Tasks to carry out:
a. According to the text on eating disorders in female athletes, which athletes most often cut back on food to improve their sports performance?
b. Reproduce the part of the text on eating disorders in female athletes starting at "Negative Consequences of" and ending at "(Grengton & Morgan, 2008).".

The external factors that are responsible for eating disorders include family dysfunctions. For instance, a number of female athletes are likely to stay away from their parents and spouses for a long time. In such cases, the athletes may turn to physical exercise along with eating disorders as a means of coping up with the family related issues (Gresz & Lavine, 2012).
Poor role modeling is an external factor that causes eating disorders among female athletes. This is mainly common in cases whereby an athlete links up to a model, such as a parent or senior athlete, who has already developed an eating disorder. In such a case, young athletes may blindly associate the success of such a model to their eating habits and tend to imitate such a lifestyle without necessarily weighing the consequences (Gresz & Lavine, 2012). Finally, sports performance can also be attributed to this problem. Certain female athletes can intentionally choose to reduce food intake just as a matter of improving their performance in sports. This is mostly common to runners than other athletes (Gresz & Lavine, 2012).
Negative Consequences of Eating Disorder in Female Athletes. Despite the fact that female athletes often associate eating habits and disorders with success in their sporting career, the reality is that such a lifestyle has very negative effects on health and general physiological development of the individuals involved. For instance, poor eating habits of female athletes often expose them to malnourishment, dehydration, fatigue, depression, obsession, anxiety and other physiological complications (Grengton & Morgan, 2008).

Supplied data:

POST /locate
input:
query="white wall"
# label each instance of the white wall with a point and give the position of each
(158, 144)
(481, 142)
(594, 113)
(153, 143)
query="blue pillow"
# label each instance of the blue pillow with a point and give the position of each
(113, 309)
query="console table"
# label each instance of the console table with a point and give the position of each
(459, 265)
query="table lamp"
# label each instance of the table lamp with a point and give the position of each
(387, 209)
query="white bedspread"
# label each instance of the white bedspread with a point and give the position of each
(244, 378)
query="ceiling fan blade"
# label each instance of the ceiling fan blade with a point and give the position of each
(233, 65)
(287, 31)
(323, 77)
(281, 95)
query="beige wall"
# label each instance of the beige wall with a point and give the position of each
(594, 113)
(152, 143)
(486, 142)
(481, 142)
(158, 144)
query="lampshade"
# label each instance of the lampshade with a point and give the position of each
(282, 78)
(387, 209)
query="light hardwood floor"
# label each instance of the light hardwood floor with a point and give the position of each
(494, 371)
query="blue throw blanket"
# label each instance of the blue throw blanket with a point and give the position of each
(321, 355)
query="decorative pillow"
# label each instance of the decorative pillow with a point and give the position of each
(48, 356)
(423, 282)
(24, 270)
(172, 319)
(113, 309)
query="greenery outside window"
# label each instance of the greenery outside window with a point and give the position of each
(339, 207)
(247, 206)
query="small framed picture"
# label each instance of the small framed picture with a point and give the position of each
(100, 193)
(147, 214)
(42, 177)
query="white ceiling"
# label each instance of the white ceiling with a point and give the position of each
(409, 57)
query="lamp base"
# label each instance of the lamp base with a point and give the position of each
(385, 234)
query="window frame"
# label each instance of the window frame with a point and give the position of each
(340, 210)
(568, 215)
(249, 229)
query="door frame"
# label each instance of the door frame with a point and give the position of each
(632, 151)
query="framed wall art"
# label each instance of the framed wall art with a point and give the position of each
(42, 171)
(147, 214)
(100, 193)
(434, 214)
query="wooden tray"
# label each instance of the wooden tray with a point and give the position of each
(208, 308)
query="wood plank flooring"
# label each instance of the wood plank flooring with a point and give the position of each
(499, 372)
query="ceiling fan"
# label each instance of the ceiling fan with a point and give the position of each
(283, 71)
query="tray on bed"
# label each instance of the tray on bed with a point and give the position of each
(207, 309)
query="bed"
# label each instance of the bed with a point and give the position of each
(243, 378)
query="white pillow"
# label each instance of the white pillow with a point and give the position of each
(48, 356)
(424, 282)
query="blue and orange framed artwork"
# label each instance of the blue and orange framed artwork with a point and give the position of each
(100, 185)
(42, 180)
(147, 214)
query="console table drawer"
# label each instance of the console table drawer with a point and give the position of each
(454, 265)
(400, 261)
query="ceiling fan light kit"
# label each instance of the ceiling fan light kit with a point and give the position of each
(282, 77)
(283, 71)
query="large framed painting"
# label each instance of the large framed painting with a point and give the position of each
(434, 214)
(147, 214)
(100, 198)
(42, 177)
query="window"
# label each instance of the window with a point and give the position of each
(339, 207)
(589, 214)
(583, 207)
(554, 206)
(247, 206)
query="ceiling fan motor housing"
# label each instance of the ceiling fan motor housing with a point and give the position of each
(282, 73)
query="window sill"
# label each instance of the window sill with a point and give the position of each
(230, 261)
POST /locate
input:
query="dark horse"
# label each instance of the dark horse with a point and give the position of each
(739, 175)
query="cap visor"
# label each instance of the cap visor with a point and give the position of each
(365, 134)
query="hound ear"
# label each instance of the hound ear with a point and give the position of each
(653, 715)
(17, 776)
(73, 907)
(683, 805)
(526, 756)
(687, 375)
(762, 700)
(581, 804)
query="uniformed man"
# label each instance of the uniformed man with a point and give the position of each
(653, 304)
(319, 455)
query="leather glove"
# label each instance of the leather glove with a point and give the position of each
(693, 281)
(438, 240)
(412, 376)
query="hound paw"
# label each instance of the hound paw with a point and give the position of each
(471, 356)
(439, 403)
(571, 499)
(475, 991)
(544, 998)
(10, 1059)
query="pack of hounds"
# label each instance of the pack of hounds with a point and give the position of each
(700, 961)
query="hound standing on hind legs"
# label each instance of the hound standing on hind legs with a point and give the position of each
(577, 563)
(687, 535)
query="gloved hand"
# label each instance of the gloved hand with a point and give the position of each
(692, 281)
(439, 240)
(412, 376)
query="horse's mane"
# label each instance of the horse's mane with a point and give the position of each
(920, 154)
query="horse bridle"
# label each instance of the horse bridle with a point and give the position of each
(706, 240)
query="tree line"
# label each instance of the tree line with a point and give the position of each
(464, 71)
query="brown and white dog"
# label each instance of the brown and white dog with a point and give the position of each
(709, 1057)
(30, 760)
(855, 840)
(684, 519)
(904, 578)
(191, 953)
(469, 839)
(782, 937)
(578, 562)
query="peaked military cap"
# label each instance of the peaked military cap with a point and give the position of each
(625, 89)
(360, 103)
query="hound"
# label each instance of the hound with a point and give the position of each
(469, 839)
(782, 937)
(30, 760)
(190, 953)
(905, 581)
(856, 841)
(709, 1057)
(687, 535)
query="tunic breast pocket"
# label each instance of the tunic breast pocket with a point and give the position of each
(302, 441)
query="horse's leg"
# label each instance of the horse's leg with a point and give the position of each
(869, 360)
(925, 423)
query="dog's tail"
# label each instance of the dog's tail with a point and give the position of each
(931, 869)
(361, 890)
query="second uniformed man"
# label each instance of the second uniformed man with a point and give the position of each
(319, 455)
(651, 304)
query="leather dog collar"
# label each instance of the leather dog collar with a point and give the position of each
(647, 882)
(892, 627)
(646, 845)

Answers by task:
a. Runners.

b.
Negative Consequences of Eating Disorder in Female Athletes. Despite the fact that female athletes often associate eating habits and disorders with success in their sporting career, the reality is that such a lifestyle has very negative effects on health and general physiological development of the individuals involved. For instance, poor eating habits of female athletes often expose them to malnourishment, dehydration, fatigue, depression, obsession, anxiety and other physiological complications (Grengton & Morgan, 2008).